This pizza dough is partially frozen so let it thaw completely before trying to work with it. Leave it out on the counter at room temperature for a few hours to get the best consistency. Use within four to five hours of thawing (ready to go the night you pick up share or store in freezer for later use). Coat a smooth surface with flour and cornmeal (just flour ok) so that the dough does not stick to the surface. Form dough into ball and flatten with heels of palms. Stretch dough with hands or use a rolling pin to form shape of baking pan (I use a cookie sheet so I form it into a square). Once dough is slightly stretched on surface you can stretch dough in the air with hands by making two fists held together with dough on top. Move each hand up, down and out turning the dough clockwise. Each dough can be stretched to a 16" round, for thicker crust make smaller. If you like light fluffy crust I put my baking sheet on the top of my oven while preheating and let rise. Otherwise set aside in neutral area till oven is ready at 425F. Cook 12-14 minutes until crust is golden brown and cheese bubbles.
We included a tomato-based sauce as your next layer. Then, top with your favorite toppings! You could try some squash (cubed or in dollops) or roasted cauliflower if you're feeling adventurous! I recommend sauteeing the mushrooms or onions before adding them.


Cinnamon Roasted Kabocha Squash
1 kabocha squash, cut in half lengthwise, seeds removed, then each half cut into smaller pieces lengthwise
2 Tbsp coconut oil (or olive)
Cinnamon (regular or Saigon roasted)

■ Extracted material ■
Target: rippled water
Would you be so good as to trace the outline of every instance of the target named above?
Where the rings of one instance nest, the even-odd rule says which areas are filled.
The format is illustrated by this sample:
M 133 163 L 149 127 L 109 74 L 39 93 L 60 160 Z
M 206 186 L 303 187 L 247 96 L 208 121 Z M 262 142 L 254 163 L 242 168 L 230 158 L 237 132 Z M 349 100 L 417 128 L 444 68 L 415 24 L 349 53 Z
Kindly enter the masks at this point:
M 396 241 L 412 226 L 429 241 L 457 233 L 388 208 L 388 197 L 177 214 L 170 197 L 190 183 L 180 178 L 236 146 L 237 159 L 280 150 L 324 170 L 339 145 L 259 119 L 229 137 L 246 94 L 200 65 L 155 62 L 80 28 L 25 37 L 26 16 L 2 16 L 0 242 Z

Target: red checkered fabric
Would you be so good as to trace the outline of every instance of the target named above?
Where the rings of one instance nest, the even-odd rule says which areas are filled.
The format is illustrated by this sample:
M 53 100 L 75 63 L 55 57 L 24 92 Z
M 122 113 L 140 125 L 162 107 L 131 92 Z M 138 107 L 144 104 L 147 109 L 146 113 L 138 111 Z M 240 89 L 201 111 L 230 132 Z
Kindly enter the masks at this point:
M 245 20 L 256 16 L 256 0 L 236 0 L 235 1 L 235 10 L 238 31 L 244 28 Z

■ Given instruction 1 ■
What oven temperature does the recipe text give for baking the pizza?
■ Given instruction 2 ■
Please rewrite the paragraph of the recipe text that begins "We included a tomato-based sauce" as a short list, keeping its main facts.
■ Given instruction 3 ■
Write the next part of the recipe text, starting after the line about cinnamon.

■ Answer 1 ■
425F

■ Answer 2 ■
- Spread the included tomato-based sauce as the next layer.
- Add your favorite toppings.
- For something adventurous, try squash (cubed or in dollops) or roasted cauliflower.
- Saute mushrooms or onions before adding them.

■ Answer 3 ■
Preheat oven to 400 degrees. Line a baking sheet in foil. Start with the tip of your knifes in the center of the squash and cut in half lengthwise, using a rocking motion on the knife to get it through (don't try to yank out the knife though). If it won't go through, gently remove knife, rotate half and cut through the other side the same way. Push the halves apart with your hands. Using a spoon, scoop out the seeds and stringy flesh and discard. Cut each half into 3 wedges (lengthwise).

Poutine is a Canadian dish. It's components are potatoes, gravy, and cheese curds. You can use any type of potato or gravy. Cut potatoes into wedges, drizzle with oil and salt, and bake at 350 degrees or fry over the stove. Add gravy to cooked potatoes and top with cheese curds. Throw into the oven for a few minutes to melt the cheese. Top with thyme.

Mushroom Gravy
This is a simple how to  gravy recipe but like most things, it can be tailored for you. Use whatever mushrooms you prefer! Use gravy for poutine, with biscuits, or over roasted cauliflower steaks.

1-2 tsp olive oil
2 shallots, sliced
1/4 tsp salt
2 cloves garlic, minced
1 cup chopped oyster mushrooms (cut away tough stems and freeze and reserve for making stock later)
2 TB dry white wine
2 cups vegetable broth
1 TB cornstarch or arrowroot powder blended with 2 TB cold water (or white flour)

Heat the oil in a small saucepan over medium-low heat. Add in the sliced shallots and sprinkle with the salt. Saute until softened, about 3 minutes, then add in the garlic and saute for 1 minute more.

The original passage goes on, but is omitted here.